=== 課題の指示 ===
1 > Cityliticsを紹介する記事によると、同社はアメリカ合衆国とカナダを中心にいくつ以上の都市を対象としていますか。
2 > Cityliticsを紹介する記事を、最後の文の後から書き進めてください。

═════ 元資料 ═════

Categories: 海外事例

インフラ投資計画をデータ分析するCitylitics

  • 世界的なインフラ投資需要の高まりに伴い、膨大なデータを集約、分析するサービスへの需要が高まっている
  • Citylitics(シティリティクス)は公共交通、道路、高速道路、電力、ガス、ヘルスケア、廃棄物管理など多領域をカバーする、北米で最大規模のインフラ関連データプラットフォーム
  • Cityliticsはアメリカ合衆国とカナダを中心に、31,000以上の都市、16億件以上の文書資料を収集、分析し、顧客の投資計画最適化を支援している

はじめに

画像引用元:Citylitics Inc.公式ホームページ

現在、世界的にインフラ投資への注目度が高まっています。今後15年間にアジア諸国で必要とされるインフラ投資の総額は26兆ドルに上ると予想されており、また、アメリカ合衆国ではバイデン大統領による1兆2000億ドルに上るインフラ投資法案が可決されています。これに伴い、今後官民の両サイドでインフラ投資に参入するプレイヤーが増加し、データ分析への需要が高まることが予測されます。

═════ 提供データ ═════

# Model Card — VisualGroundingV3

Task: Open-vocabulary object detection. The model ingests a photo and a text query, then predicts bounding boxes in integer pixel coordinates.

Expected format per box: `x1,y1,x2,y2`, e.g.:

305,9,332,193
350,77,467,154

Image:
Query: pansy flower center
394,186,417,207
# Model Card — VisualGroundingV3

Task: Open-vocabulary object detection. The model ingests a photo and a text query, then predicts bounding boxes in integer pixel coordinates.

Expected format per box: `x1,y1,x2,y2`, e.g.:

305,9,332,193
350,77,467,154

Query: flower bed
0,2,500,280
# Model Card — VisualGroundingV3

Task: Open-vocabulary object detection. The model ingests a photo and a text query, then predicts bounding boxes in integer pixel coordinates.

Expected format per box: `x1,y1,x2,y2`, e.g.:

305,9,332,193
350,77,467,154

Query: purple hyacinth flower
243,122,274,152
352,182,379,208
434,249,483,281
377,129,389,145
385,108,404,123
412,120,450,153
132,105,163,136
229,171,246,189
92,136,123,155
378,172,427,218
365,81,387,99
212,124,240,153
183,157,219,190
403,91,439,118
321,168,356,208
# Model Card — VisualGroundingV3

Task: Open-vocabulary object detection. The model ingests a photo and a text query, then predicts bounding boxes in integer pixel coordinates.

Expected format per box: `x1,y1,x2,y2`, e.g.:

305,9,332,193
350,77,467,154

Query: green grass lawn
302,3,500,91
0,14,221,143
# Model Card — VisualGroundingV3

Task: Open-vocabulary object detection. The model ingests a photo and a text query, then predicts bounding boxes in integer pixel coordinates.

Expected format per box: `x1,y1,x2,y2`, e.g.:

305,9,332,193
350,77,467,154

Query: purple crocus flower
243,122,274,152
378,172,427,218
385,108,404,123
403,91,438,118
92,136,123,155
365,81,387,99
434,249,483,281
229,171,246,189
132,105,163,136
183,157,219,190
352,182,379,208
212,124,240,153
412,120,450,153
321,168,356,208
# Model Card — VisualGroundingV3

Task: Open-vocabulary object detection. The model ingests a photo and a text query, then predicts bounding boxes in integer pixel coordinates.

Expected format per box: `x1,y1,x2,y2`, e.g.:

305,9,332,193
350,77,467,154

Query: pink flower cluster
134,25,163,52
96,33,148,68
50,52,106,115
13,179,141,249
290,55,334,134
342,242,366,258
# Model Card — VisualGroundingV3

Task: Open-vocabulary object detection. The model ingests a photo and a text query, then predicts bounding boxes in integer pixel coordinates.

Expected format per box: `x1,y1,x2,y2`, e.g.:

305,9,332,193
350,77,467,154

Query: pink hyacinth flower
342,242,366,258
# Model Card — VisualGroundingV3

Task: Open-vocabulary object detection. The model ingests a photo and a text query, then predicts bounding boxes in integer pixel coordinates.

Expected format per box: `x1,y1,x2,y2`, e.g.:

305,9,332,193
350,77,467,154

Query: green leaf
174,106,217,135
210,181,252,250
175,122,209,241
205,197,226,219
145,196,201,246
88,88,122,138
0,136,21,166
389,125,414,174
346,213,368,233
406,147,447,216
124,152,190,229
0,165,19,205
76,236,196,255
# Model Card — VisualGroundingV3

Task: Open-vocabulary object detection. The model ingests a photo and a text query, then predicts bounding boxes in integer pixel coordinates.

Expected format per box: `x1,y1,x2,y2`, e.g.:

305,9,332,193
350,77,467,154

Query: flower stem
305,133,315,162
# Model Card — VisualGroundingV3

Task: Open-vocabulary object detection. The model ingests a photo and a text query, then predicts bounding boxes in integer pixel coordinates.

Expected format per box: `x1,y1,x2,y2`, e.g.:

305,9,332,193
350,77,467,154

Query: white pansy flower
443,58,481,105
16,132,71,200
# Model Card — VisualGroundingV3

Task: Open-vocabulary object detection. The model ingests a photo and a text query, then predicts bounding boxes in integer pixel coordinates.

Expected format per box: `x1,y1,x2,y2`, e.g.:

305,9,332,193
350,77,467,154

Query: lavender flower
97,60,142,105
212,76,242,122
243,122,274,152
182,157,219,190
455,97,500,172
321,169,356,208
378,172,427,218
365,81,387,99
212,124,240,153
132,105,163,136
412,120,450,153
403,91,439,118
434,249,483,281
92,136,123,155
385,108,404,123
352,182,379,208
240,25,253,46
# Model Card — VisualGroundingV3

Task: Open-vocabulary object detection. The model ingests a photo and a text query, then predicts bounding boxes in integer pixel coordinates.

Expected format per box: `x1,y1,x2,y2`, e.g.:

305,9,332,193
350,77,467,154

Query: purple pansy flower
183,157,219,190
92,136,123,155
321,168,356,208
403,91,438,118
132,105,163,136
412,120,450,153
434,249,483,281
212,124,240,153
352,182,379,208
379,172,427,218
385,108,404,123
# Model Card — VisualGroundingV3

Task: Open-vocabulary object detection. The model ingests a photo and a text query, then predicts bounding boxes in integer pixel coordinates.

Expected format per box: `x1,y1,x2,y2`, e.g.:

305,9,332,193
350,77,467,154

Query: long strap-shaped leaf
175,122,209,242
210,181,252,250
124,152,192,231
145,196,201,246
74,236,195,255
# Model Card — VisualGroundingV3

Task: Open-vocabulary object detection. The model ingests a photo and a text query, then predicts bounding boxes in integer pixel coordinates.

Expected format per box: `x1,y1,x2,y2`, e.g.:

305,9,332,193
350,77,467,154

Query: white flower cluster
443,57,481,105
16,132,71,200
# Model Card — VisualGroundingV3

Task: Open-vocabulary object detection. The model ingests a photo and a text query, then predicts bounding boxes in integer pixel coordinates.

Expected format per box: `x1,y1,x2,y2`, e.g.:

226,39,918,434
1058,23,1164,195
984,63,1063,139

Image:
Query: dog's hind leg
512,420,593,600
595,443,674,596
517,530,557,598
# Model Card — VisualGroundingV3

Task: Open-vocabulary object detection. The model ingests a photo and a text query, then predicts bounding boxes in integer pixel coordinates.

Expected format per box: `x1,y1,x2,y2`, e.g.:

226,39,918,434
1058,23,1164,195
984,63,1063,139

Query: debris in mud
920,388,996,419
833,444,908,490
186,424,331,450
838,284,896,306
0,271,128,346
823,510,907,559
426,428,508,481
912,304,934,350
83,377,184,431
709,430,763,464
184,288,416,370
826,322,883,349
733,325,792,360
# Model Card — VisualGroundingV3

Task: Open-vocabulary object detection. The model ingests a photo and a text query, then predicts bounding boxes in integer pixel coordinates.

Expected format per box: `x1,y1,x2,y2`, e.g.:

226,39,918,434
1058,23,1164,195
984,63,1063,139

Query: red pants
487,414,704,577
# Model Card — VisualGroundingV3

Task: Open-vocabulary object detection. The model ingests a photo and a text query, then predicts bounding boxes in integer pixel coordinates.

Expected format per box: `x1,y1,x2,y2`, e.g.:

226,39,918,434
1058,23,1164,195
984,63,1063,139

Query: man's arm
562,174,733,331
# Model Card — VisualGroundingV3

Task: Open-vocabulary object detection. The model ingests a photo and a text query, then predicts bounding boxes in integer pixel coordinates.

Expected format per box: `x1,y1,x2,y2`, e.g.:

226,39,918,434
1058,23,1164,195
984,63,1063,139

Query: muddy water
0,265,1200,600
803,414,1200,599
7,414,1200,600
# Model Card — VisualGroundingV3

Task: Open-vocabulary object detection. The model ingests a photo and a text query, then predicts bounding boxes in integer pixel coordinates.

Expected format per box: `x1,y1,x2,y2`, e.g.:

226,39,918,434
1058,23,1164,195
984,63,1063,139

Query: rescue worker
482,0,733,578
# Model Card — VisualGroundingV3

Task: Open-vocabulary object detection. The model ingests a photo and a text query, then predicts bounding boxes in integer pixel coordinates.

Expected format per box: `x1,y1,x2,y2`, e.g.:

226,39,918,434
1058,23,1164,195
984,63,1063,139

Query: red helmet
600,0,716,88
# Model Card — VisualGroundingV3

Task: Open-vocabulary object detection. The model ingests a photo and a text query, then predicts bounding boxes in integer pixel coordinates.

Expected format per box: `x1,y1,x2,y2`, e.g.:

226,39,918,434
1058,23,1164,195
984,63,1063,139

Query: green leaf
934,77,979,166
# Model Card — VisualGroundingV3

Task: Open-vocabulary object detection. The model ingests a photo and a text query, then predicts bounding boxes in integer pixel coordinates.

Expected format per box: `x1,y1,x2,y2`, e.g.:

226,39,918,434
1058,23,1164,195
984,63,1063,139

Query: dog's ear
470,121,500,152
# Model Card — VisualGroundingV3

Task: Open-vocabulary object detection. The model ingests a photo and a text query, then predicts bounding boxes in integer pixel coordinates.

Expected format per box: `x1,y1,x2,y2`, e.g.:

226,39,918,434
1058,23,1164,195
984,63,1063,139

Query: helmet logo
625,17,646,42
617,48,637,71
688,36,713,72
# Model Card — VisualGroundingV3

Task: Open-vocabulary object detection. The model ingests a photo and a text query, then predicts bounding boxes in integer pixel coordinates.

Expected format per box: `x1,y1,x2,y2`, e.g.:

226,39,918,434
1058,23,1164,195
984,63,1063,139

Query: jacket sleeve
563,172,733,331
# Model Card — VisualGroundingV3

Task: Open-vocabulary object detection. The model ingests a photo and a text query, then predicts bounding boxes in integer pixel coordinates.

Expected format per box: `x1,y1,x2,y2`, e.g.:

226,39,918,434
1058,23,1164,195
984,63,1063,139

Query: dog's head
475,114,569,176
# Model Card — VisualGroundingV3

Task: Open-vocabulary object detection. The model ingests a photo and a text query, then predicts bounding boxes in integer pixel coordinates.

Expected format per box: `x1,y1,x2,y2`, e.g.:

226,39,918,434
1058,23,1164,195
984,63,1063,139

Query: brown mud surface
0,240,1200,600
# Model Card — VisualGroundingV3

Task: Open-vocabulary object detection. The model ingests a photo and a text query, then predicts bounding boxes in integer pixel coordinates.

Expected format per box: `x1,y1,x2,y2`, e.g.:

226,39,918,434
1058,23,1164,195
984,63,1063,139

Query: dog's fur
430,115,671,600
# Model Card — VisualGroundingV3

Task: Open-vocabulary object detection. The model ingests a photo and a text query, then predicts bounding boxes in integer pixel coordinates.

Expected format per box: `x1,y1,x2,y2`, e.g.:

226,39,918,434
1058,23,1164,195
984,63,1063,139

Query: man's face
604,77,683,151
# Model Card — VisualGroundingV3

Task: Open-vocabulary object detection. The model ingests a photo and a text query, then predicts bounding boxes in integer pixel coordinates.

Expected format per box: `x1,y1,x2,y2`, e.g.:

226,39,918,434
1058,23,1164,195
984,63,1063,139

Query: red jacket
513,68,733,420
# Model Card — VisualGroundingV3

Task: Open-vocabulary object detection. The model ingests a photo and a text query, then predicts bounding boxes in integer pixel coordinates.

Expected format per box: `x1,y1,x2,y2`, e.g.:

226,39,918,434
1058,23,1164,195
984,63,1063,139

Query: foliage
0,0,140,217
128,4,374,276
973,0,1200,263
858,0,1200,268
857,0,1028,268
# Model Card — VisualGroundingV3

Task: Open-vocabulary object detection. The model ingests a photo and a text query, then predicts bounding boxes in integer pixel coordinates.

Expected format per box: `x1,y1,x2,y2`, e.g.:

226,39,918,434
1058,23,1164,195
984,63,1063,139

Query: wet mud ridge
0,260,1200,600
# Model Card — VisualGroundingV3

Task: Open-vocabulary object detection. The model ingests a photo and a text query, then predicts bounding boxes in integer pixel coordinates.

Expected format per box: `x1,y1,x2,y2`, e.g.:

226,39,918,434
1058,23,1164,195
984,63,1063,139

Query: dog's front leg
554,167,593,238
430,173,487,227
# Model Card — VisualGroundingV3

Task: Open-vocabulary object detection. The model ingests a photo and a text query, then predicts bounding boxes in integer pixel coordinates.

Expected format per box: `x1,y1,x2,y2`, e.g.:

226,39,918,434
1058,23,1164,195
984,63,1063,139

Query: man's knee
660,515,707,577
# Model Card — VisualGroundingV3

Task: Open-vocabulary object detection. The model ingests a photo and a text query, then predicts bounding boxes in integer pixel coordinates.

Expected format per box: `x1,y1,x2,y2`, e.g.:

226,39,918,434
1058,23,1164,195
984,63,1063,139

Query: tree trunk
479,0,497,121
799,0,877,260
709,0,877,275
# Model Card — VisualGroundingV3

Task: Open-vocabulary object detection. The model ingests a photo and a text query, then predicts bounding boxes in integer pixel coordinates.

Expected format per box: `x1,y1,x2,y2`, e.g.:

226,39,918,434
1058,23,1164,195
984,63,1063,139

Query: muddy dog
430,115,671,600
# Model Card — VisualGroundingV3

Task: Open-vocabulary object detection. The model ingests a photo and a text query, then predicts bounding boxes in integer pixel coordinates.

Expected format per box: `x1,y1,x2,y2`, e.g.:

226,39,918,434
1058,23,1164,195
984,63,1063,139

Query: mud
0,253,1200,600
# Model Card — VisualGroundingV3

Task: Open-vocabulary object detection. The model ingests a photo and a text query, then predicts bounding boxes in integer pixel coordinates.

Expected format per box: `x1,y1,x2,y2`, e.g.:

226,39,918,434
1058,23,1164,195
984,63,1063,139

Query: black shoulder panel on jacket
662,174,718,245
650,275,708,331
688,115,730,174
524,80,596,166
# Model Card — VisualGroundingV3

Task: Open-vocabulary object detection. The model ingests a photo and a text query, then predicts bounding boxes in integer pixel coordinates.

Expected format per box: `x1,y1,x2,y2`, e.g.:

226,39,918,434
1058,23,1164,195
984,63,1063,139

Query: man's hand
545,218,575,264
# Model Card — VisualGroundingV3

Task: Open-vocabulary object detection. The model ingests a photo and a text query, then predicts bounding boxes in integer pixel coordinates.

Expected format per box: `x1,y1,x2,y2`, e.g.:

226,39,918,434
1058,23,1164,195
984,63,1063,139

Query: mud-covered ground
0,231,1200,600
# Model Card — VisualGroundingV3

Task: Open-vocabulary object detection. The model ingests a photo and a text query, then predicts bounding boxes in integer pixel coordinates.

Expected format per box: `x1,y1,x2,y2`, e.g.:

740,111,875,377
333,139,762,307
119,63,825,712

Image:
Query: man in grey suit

═════

=== 各課題の解答 ===
1 > 31,000以上の都市です。

2 >
インフラは流動性の低い長期的な投資となるため、インフラ投資特有のリスクとリターンがあり、またESG (環境・社会・ガバナンス) リスクやサプライチェーン全体の効率化、行政や立法府との調整も必要となります。ところが、これらのデータは議会の議事録、予算書、資本計画書、許可申請書、環境報告書など、それぞれ情報源やフォーマットが異なり、構造化されていません。

今回ご紹介するCitylitics(シティリティクス)は、このようなデータを大規模に収集・分析することで、顧客の投資計画を最適化する支援をしています。一体どのような企業なのでしょうか。詳しく見ていきましょう。

公共インフラ投資計画のデータ分析予測サービス Cityliticsとは?

Cityliticsはカナダのトロント、アメリカ合衆国のウィスコンシン州ミルウォーキー、テキサス州オースティンに拠点を置く企業で、2012年に創業されました。創業時の社名はWatrHub(ウォーターハブ)で、水道設備に特化したデータを扱う企業として事業を拡大させてきましたが、2021年1月にCityliticsとしてブランドを刷新、水道以外のインフラ投資関連情報を扱う企業として事業を展開しています。

Cityliticsは2022年3月にシリーズAで500万ドル(約6億8300万円)の資金調達を実施し、ブランド刷新以降の累計調達額を580万ドル(約7億9500万円)としました。主要な株主として、トロントに拠点を置くKlister Credit、ウィスコンシン州のGCI、アーリーステージに特化した投資を展開するテキサス州のDallas Venture Capital、インフラ関連企業への投資実績のあるCerium Technology Venturesが名を連ねています。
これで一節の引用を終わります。